* What is expected *
Render every line of the items below as a Markdown table with the columns Number and Entry, one row per line, numbered in order and skipping blank lines. Leave out the pictures.

---

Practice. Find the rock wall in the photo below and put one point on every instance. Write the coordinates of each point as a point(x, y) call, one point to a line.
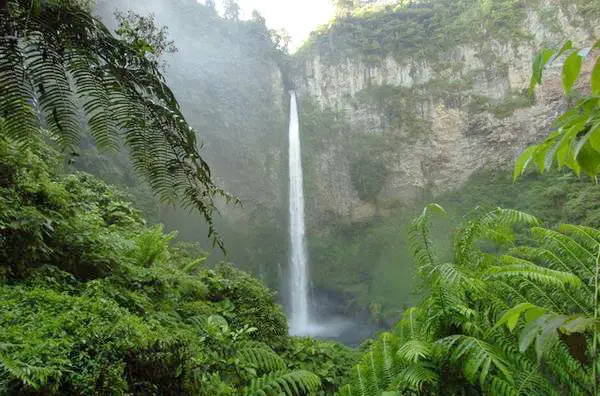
point(432, 123)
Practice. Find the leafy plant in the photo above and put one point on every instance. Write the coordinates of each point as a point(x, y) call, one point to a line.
point(57, 60)
point(575, 141)
point(455, 341)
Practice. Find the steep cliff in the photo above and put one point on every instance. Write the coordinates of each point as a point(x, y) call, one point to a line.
point(422, 105)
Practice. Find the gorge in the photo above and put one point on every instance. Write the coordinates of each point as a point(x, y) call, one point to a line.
point(390, 119)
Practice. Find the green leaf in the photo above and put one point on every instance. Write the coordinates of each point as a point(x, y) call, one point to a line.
point(539, 63)
point(571, 69)
point(591, 135)
point(589, 160)
point(522, 162)
point(511, 317)
point(595, 78)
point(578, 324)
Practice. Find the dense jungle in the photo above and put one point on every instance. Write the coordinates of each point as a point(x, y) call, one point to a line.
point(403, 202)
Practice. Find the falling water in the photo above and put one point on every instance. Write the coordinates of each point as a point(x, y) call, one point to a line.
point(299, 317)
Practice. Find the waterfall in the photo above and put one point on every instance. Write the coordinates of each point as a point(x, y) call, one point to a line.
point(299, 316)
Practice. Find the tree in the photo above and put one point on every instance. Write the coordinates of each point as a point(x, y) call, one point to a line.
point(575, 142)
point(142, 33)
point(58, 60)
point(465, 337)
point(258, 18)
point(232, 9)
point(281, 39)
point(211, 4)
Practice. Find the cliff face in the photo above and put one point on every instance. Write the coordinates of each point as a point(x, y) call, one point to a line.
point(428, 123)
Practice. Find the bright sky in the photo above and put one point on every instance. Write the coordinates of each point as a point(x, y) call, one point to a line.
point(298, 17)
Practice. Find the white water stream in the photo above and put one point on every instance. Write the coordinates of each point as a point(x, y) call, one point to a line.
point(299, 315)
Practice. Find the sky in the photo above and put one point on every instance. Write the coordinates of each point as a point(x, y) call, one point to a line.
point(298, 17)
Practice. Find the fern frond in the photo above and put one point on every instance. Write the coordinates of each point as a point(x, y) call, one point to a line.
point(488, 225)
point(479, 360)
point(293, 383)
point(568, 250)
point(62, 61)
point(516, 267)
point(418, 237)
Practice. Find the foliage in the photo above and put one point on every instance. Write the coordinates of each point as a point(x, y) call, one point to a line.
point(455, 342)
point(372, 31)
point(331, 361)
point(59, 61)
point(575, 141)
point(368, 176)
point(97, 302)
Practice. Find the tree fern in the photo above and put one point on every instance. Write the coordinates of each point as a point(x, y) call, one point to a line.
point(58, 59)
point(292, 383)
point(456, 340)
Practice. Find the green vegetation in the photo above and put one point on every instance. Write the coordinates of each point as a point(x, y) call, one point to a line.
point(56, 59)
point(95, 300)
point(455, 340)
point(515, 309)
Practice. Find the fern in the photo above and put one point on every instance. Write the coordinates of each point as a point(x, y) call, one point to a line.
point(261, 357)
point(292, 383)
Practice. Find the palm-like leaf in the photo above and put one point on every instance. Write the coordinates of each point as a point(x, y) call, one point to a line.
point(58, 59)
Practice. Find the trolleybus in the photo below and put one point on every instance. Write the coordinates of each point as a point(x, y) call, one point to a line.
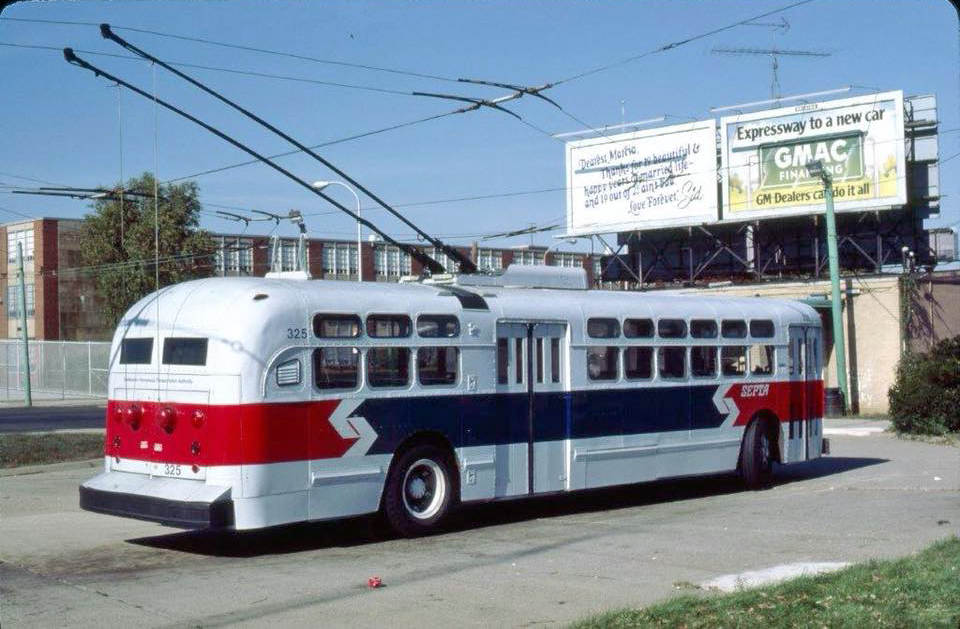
point(253, 402)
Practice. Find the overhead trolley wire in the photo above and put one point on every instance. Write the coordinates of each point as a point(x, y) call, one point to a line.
point(466, 265)
point(427, 261)
point(266, 51)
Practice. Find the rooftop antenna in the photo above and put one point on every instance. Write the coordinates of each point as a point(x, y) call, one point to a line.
point(296, 217)
point(466, 265)
point(429, 263)
point(778, 28)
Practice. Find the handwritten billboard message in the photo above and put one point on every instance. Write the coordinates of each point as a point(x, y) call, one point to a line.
point(642, 180)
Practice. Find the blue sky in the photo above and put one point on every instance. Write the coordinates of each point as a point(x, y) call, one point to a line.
point(61, 123)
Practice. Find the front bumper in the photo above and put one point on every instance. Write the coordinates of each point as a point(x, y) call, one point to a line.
point(171, 502)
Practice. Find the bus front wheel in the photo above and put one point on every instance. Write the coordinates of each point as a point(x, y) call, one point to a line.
point(419, 491)
point(756, 456)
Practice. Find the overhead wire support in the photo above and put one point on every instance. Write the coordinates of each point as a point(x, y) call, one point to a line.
point(519, 89)
point(477, 102)
point(466, 265)
point(432, 265)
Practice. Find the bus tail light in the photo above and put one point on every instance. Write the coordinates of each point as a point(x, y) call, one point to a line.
point(133, 416)
point(167, 419)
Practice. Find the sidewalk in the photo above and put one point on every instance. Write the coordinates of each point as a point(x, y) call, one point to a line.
point(40, 401)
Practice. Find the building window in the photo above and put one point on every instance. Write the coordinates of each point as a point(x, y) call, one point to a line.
point(390, 262)
point(25, 238)
point(13, 300)
point(602, 362)
point(490, 259)
point(339, 258)
point(234, 256)
point(566, 259)
point(528, 257)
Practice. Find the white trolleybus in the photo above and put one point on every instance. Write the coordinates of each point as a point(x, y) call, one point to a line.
point(252, 402)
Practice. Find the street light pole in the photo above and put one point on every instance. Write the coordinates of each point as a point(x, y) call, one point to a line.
point(817, 169)
point(320, 185)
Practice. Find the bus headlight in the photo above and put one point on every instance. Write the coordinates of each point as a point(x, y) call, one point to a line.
point(134, 414)
point(167, 419)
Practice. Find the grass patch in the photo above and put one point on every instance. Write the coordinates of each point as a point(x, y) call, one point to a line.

---

* Result below *
| Number | Entry |
|---|---|
| 1 | Practice. Find the rock wall in the photo below and put one point on every instance. Write the coordinates of each point as a point(x, y) call, one point to a line. |
| 2 | point(432, 123) |
| 3 | Practice. Find the leafy plant in the photo above and put one point on every instance. Write the coordinates of each point as a point(x, y) call, one point to a line. |
| 4 | point(57, 60) |
| 5 | point(575, 141) |
| 6 | point(455, 341) |
| 7 | Practice. Find the steep cliff in the photo above and put one point on every instance. Write the coordinates of each point as a point(x, y) call, one point to a line. |
| 8 | point(422, 105) |
| 9 | Practice. Find the gorge in the photo above and put one point on every instance. Write the coordinates of each point as a point(x, y) call, one point to a line. |
| 10 | point(390, 119) |
| 11 | Practice. Find the green leaf in the photo above and put one point on every instance. Write the coordinates of each point as a point(x, y) call, one point to a line. |
| 12 | point(539, 63) |
| 13 | point(571, 69) |
| 14 | point(591, 135) |
| 15 | point(589, 160) |
| 16 | point(522, 162) |
| 17 | point(511, 317) |
| 18 | point(595, 78) |
| 19 | point(578, 324) |
| 20 | Practice. Find the dense jungle in the photo above and put one point on every instance. Write the coordinates of each point as a point(x, y) call, one point to a line. |
| 21 | point(403, 202) |
| 22 | Practice. Find the falling water in the photo above and put one point on every instance. Write the coordinates of each point as a point(x, y) call, one point to a line. |
| 23 | point(299, 317) |
| 24 | Practice. Find the waterfall in the photo above and put one point on every instance. Write the coordinates of each point as a point(x, y) call, one point to a line. |
| 25 | point(299, 316) |
| 26 | Practice. Find the tree in the photo above and put one point on every instance. Write the coordinates of each point as a point(x, y) call, one point to a line. |
| 27 | point(575, 142) |
| 28 | point(142, 33) |
| 29 | point(58, 60) |
| 30 | point(465, 337) |
| 31 | point(258, 18) |
| 32 | point(232, 9) |
| 33 | point(281, 39) |
| 34 | point(211, 4) |
| 35 | Practice. Find the cliff face in the photo above and put one point on every instance. Write the coordinates of each point as a point(x, y) call, one point to a line. |
| 36 | point(428, 123) |
| 37 | Practice. Find the bright sky in the photo above and put one point on every instance. Write the coordinates of each point as a point(x, y) call, one point to a line. |
| 38 | point(298, 17) |
| 39 | Practice. Find the white water stream in the photo above and put one point on every instance. Write the coordinates of each point as a point(x, y) call, one point to a line. |
| 40 | point(299, 315) |
| 41 | Practice. Find the sky in the photo above and put one point on every instance. Write the coordinates of each point as a point(x, y) call, one point to a line. |
| 42 | point(298, 17) |
| 43 | Practice. Find the fern frond in the photo above and put one point on every instance. Write the coordinates of each point as a point(x, y) call, one point to a line. |
| 44 | point(488, 225) |
| 45 | point(479, 360) |
| 46 | point(293, 383) |
| 47 | point(568, 250) |
| 48 | point(62, 61) |
| 49 | point(516, 267) |
| 50 | point(418, 237) |
| 51 | Practice. Find the foliage in the photo above and put one point on every instance. Write the coordinates of each point as a point(x, y) call, one point to a line. |
| 52 | point(455, 342) |
| 53 | point(372, 31) |
| 54 | point(331, 361) |
| 55 | point(59, 61) |
| 56 | point(575, 141) |
| 57 | point(368, 176) |
| 58 | point(97, 302) |
| 59 | Practice. Find the tree fern in the photo above and put one point on every instance. Write the coordinates of each point as a point(x, y) call, one point to a line. |
| 60 | point(58, 59) |
| 61 | point(292, 383) |
| 62 | point(456, 340) |
| 63 | Practice. Find the green vegetation in the photo above and put one point on every instance. Write the coordinates of each point as a point(x, y) call, one point to a line. |
| 64 | point(56, 59) |
| 65 | point(95, 300) |
| 66 | point(455, 340) |
| 67 | point(515, 309) |
| 68 | Practice. Find the fern in the photo above and put one point on every instance. Write the coordinates of each point as a point(x, y) call, one point to a line. |
| 69 | point(261, 357) |
| 70 | point(292, 383) |
| 71 | Practice. Find the palm-like leaf in the photo above and put one point on every instance. Write the coordinates of each point as a point(x, y) call, one point to a line. |
| 72 | point(58, 59) |
| 73 | Practice. Find the trolleybus in the photo below and put one point on every instance. Write the coordinates of each point as a point(x, y) call, one point to a line. |
| 74 | point(253, 402) |
| 75 | Practice. Find the overhead trolley wire in the photo above and put one point on every instance. Write the coordinates of each point as a point(x, y) call, one point to a line. |
| 76 | point(466, 265) |
| 77 | point(427, 261) |
| 78 | point(266, 51) |
| 79 | Practice. Find the rooftop antenna in the photo above and put one point on every instance. Write the coordinates of each point as a point(x, y) call, one point to a line. |
| 80 | point(296, 217) |
| 81 | point(466, 265) |
| 82 | point(429, 263) |
| 83 | point(778, 28) |
| 84 | Practice. Find the handwritten billboard message in the photo above and put one point on every instance. Write the coordinates of each point as a point(x, y) call, one point to a line. |
| 85 | point(642, 180) |
| 86 | Practice. Find the blue sky in the photo above and put one point on every instance. Write the coordinates of each point as a point(x, y) call, one point to a line. |
| 87 | point(61, 123) |
| 88 | Practice. Find the front bumper in the photo above and put one point on every instance. Write the coordinates of each point as a point(x, y) call, one point to a line. |
| 89 | point(171, 502) |
| 90 | Practice. Find the bus front wheel in the photo above and put one point on every instance. Write the coordinates of each point as a point(x, y) call, one point to a line. |
| 91 | point(419, 491) |
| 92 | point(756, 456) |
| 93 | Practice. Find the overhead wire support in the photo above and put one point on every instance. Write the coordinates of each point as a point(x, y) call, one point to a line. |
| 94 | point(519, 89) |
| 95 | point(477, 102) |
| 96 | point(466, 265) |
| 97 | point(432, 265) |
| 98 | Practice. Find the bus tail light in the photo above and put one point on every instance. Write the coordinates of each point as a point(x, y) call, one point to a line. |
| 99 | point(133, 416) |
| 100 | point(167, 419) |
| 101 | Practice. Find the sidewalk in the photo above and put one point on every instance. Write the coordinates of each point as a point(x, y) call, one point to a line. |
| 102 | point(40, 401) |
| 103 | Practice. Find the building window in the photo above and put one point on every instance. Write the coordinates of each point as a point(x, y) call, one point to a line. |
| 104 | point(390, 262) |
| 105 | point(25, 238) |
| 106 | point(13, 300) |
| 107 | point(602, 362) |
| 108 | point(490, 259) |
| 109 | point(339, 258) |
| 110 | point(234, 256) |
| 111 | point(566, 259) |
| 112 | point(528, 257) |
| 113 | Practice. Find the white trolleybus in the photo above and put one point on every instance. Write the coordinates of each point as a point(x, y) call, one point to a line. |
| 114 | point(252, 402) |
| 115 | Practice. Find the street light pole in the photo above and put one point on every instance. Write the coordinates of each point as a point(x, y) call, one point to a line. |
| 116 | point(817, 169) |
| 117 | point(320, 185) |
| 118 | Practice. Find the bus headlight in the photo above and put one point on every instance. Write the coordinates of each point as a point(x, y) call, one point to a line. |
| 119 | point(134, 414) |
| 120 | point(167, 419) |
| 121 | Practice. Find the grass patch in the photo above and put one point on every instance. Write the coordinates of each point as a point(x, y) call, one point to a line. |